What you need to do: Write out each of the following rows verbatim, with no changes.

Data for processing:
* start *

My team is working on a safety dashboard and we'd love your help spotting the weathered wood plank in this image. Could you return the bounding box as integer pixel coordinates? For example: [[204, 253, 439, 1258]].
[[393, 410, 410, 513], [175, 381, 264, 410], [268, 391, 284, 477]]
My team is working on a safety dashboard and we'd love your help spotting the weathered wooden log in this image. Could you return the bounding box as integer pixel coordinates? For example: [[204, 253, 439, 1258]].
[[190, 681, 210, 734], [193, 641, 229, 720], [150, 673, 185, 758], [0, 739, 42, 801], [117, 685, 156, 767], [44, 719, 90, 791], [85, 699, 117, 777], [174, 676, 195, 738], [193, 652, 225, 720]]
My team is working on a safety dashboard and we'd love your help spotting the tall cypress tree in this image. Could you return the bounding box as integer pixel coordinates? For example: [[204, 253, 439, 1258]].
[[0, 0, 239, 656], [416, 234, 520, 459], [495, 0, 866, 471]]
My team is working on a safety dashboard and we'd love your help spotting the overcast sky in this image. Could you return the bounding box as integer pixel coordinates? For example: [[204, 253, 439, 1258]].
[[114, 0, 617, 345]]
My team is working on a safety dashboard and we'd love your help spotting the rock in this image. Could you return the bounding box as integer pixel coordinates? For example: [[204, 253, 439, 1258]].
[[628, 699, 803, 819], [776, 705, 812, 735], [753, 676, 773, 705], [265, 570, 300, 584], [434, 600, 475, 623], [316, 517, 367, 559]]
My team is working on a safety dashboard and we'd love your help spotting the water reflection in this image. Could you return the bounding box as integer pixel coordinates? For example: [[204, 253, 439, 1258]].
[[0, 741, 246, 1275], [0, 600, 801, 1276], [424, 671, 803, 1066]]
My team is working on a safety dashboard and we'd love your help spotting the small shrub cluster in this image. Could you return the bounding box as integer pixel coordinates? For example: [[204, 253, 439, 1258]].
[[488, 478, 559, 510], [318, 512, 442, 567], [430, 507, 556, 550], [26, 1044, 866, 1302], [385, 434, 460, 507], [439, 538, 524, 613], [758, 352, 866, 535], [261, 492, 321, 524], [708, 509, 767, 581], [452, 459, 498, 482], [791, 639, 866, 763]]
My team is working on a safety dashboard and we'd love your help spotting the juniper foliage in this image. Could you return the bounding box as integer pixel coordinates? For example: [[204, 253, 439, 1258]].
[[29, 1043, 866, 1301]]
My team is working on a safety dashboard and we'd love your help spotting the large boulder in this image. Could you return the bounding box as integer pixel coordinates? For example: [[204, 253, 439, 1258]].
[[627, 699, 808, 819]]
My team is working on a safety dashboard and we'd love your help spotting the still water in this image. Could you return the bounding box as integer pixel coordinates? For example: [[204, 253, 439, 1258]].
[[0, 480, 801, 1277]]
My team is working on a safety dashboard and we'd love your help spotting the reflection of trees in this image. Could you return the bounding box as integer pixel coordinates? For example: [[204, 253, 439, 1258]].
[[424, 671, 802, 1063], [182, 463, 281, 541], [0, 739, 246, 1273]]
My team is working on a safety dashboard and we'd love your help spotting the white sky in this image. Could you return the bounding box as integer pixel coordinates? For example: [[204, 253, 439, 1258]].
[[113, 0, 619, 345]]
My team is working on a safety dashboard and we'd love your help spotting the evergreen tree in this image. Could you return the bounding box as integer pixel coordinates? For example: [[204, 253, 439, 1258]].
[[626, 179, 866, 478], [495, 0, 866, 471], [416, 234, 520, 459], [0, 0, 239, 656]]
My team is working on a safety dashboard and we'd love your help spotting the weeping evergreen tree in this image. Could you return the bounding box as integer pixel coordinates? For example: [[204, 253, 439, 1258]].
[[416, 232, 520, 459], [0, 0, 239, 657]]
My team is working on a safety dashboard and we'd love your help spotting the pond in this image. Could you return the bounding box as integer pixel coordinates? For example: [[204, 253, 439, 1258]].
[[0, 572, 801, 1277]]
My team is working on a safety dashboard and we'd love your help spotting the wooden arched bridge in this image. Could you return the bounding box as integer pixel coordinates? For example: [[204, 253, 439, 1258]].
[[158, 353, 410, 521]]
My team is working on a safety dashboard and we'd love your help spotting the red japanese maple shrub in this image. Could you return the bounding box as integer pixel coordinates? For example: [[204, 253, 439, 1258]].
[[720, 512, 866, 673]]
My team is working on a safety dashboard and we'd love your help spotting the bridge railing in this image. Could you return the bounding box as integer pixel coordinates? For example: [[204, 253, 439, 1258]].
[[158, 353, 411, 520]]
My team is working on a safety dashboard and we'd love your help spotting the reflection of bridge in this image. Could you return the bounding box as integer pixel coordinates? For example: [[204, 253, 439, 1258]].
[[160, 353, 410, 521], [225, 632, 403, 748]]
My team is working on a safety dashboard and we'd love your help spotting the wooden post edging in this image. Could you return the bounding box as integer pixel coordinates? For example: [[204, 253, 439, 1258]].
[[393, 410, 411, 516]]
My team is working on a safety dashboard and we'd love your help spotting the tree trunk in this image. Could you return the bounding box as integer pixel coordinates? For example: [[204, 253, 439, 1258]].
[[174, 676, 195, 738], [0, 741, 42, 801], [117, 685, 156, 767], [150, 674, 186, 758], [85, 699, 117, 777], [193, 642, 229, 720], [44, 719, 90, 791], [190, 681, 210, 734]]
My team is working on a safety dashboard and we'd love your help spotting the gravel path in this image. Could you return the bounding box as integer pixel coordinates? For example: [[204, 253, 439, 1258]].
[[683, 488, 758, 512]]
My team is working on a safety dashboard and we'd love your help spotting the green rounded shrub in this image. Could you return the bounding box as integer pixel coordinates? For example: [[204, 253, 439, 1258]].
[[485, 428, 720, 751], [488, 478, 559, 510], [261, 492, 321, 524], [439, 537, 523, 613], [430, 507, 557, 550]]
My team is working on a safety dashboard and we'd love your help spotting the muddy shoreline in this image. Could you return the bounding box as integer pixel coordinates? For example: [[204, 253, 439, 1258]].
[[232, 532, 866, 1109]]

* end *

Result:
My team is working on a safety dashboard and we'd love your help spotting the weathered wood plank in this image. Could you return the bounding box as integer pixel coordinates? For example: [[204, 253, 439, 1258]].
[[393, 410, 410, 513], [175, 381, 264, 410], [268, 391, 284, 477]]
My team is working on a safety dashboard and we'd love your help spotting the weathered wooden log in this image. Could you return the bounding box as integer pixel coordinates? For example: [[204, 253, 439, 1258]].
[[190, 681, 210, 734], [193, 641, 229, 720], [150, 673, 185, 758], [0, 739, 42, 801], [117, 685, 156, 767], [44, 719, 90, 791], [85, 699, 117, 777], [174, 676, 195, 738], [193, 652, 225, 720]]
My team is working on a safety dashboard and we'd love your help spotting the tall cypress tree in this image. Could you return the bounding box as integer pixel coordinates? For example: [[204, 253, 439, 1258]].
[[0, 0, 239, 656], [416, 234, 520, 459], [495, 0, 866, 471]]
My team is working on a safety dashboard and we'd love your help spotting the overcast sky in this image. Could you return the bounding box as integer pixel coordinates? For example: [[204, 253, 439, 1258]].
[[114, 0, 617, 345]]
My team is working on a safety dashboard and we'd love your help spotting the rock in this image. Could you return the bounding box as integer pixel coordinates? For example: [[204, 253, 439, 1258]].
[[628, 699, 803, 819], [776, 705, 812, 735], [753, 676, 773, 705], [265, 570, 300, 584], [434, 600, 475, 623], [316, 517, 367, 559]]
My team is working on a safety dashboard and we'd love your help spotting the water reflection in this image. Could you return the bounding box as integer pixel coordinates? For example: [[204, 253, 439, 1258]].
[[0, 741, 246, 1275], [0, 600, 801, 1276], [424, 671, 803, 1066]]
My team is working on a safety dashboard and we'd love your help spotting the small shrub cluster in this image. Could you return the bounding box as integer pixel coordinates? For example: [[204, 253, 439, 1258]].
[[488, 478, 559, 510], [318, 512, 442, 567], [430, 507, 556, 550], [26, 1044, 866, 1302], [385, 434, 460, 507], [439, 538, 524, 613], [758, 352, 866, 535], [261, 492, 321, 524], [708, 509, 767, 581], [452, 459, 498, 482], [791, 639, 866, 763]]
My team is working on a safety dashboard and we'd love your help spotting the juniper foliage in this image. Could you return the bounding box as integer pixel coordinates? For example: [[204, 253, 439, 1258]].
[[29, 1043, 866, 1301]]
My team is working on a safety dashboard and we'd love your help spotting the large boulder in this image. Could you return the bounding box as integer pixel coordinates? For example: [[204, 253, 439, 1258]].
[[627, 699, 808, 819]]
My team is working on a safety dashboard and we'd love your help spotting the still water in this image. Could you return the bounding box as integer pixel coordinates? For example: [[204, 253, 439, 1258]].
[[0, 480, 801, 1277]]
My team is working on a safety dashboard and we'd love your help spotting the reflection of trees in this image. Could you return the bounding box as integer pixel coordinates? For example: [[204, 253, 439, 1258]].
[[424, 671, 802, 1063], [182, 463, 281, 541], [0, 739, 246, 1273]]
My team is working on a safety dashboard and we'd love your help spotting the white sky in this image. Could you return the bounding box as integer pixel coordinates? For example: [[204, 253, 439, 1258]].
[[113, 0, 619, 345]]
My team is working on a safety dashboard and we'd love your help spotting the evergreen tree in this image. Could you return the bounding box as integer pixel coordinates? For example: [[204, 253, 439, 1258]].
[[626, 179, 866, 478], [495, 0, 866, 471], [416, 234, 520, 459], [0, 0, 239, 656]]
My team is working on a safety dashboard and we'd love your help spotting the weeping evergreen tree in this image. Could you return the bounding box as integer pixel coordinates? For example: [[204, 253, 439, 1258]].
[[416, 232, 520, 459], [0, 0, 239, 657]]
My team is working on a safety dashboard and we'd love your help spotting the pond in this image. Could you return the bounding box as integer pixel coordinates? For example: [[204, 253, 439, 1258]].
[[0, 572, 801, 1277]]
My team is working on a safety dashboard and we'd love your help spotting the wooden arched bridge in this image. Could you return the bounding box as integer pixel coordinates? For example: [[204, 253, 439, 1258]].
[[158, 353, 410, 521]]
My team is working on a safety dashboard and we'd love your help spotting the red japanese maple shrub in this image. Could you return the bounding box as integer pixel coordinates? For example: [[204, 253, 439, 1258]].
[[720, 512, 866, 673]]
My team is working on a safety dashboard and we'd love your help spotting the bridge railing in this image. Could you return the bounding box as integer pixel coordinates? For example: [[204, 253, 439, 1258]].
[[158, 353, 411, 520]]
My team is working on a safety dashboard and we'd love your help spotting the reflection of bridge in this image. Could you return the bounding box as integer pixel coordinates? For example: [[204, 253, 439, 1258]].
[[160, 353, 410, 521], [225, 632, 403, 748]]
My team is working on a safety dashboard and we'd love your help spotting the wooden post edging in this image. Could you return the bounding box as integer pixel coordinates? For example: [[204, 253, 439, 1258]].
[[393, 410, 411, 516]]
My team is working on a safety dashboard and we'd love your help spotting the tree trunk in this image. Could you return the bounding box as integer pixel coordinates? For example: [[204, 253, 439, 1258]].
[[174, 676, 195, 738], [0, 741, 42, 801], [117, 685, 156, 767], [150, 674, 186, 758], [85, 699, 117, 777], [193, 642, 229, 720], [44, 719, 90, 791], [190, 681, 210, 734]]
My team is working on a safety dashboard and we'd love your help spotting the gravel path in this image. Could you return the bounding box as integer pixel coordinates? For example: [[204, 253, 439, 1258]].
[[683, 488, 758, 512]]
My team is working on a safety dashboard and we'd love your help spotting the green rounded shrub in this image. Could you return the bounding box as integer pixel coordinates? For example: [[204, 253, 439, 1258]].
[[485, 428, 720, 751], [488, 478, 559, 510], [261, 492, 321, 524], [439, 537, 523, 613], [430, 507, 557, 550]]
My team is working on a safety dashboard and we'd love your help spotting the muddy shoreline in this image. Could you return the bounding box as integer pixel coordinates? For example: [[204, 253, 439, 1258]].
[[232, 532, 866, 1109]]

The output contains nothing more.